Required action: Reproduce exactly, and exclusively, the lines from the line containing "Target: burlap cloth" through the final line of the listing below.

Stored data:
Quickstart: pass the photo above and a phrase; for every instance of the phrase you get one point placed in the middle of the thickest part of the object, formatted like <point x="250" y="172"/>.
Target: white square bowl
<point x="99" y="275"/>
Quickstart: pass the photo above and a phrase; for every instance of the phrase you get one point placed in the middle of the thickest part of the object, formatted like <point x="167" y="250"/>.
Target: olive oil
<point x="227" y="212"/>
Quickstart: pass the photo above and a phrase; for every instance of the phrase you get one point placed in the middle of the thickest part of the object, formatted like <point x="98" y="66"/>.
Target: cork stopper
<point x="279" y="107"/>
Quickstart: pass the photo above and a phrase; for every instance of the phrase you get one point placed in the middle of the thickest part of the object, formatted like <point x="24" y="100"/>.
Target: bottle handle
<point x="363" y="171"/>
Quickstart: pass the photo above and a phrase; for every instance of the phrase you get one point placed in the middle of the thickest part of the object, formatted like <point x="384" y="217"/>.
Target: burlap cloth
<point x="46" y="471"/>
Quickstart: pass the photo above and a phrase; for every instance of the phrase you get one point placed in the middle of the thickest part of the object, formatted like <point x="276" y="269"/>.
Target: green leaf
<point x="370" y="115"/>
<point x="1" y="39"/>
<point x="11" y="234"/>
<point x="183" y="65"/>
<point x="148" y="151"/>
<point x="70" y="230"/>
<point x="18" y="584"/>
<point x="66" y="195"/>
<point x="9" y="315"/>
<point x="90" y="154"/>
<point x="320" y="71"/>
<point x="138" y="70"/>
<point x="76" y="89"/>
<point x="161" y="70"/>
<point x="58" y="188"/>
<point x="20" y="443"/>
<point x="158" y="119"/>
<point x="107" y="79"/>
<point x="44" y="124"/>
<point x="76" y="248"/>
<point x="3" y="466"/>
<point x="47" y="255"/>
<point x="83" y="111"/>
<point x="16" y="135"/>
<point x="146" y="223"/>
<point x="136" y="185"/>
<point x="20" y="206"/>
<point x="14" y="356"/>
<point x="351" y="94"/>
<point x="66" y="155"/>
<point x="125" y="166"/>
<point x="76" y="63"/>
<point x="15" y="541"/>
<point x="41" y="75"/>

Answer to this exercise:
Target: burlap cloth
<point x="46" y="471"/>
Quickstart: pass the photo above and a phrase; for every instance of the phrase you get one point placed in the middle of the thickest part of the object, formatted like <point x="276" y="269"/>.
Target: green leaf
<point x="370" y="115"/>
<point x="1" y="39"/>
<point x="11" y="234"/>
<point x="183" y="65"/>
<point x="148" y="151"/>
<point x="70" y="230"/>
<point x="18" y="584"/>
<point x="66" y="195"/>
<point x="9" y="315"/>
<point x="90" y="154"/>
<point x="320" y="71"/>
<point x="138" y="70"/>
<point x="76" y="89"/>
<point x="161" y="70"/>
<point x="58" y="188"/>
<point x="20" y="443"/>
<point x="158" y="119"/>
<point x="107" y="79"/>
<point x="44" y="124"/>
<point x="76" y="248"/>
<point x="3" y="466"/>
<point x="47" y="255"/>
<point x="83" y="111"/>
<point x="16" y="135"/>
<point x="146" y="223"/>
<point x="136" y="185"/>
<point x="20" y="206"/>
<point x="14" y="356"/>
<point x="351" y="94"/>
<point x="66" y="155"/>
<point x="125" y="166"/>
<point x="76" y="63"/>
<point x="15" y="541"/>
<point x="41" y="75"/>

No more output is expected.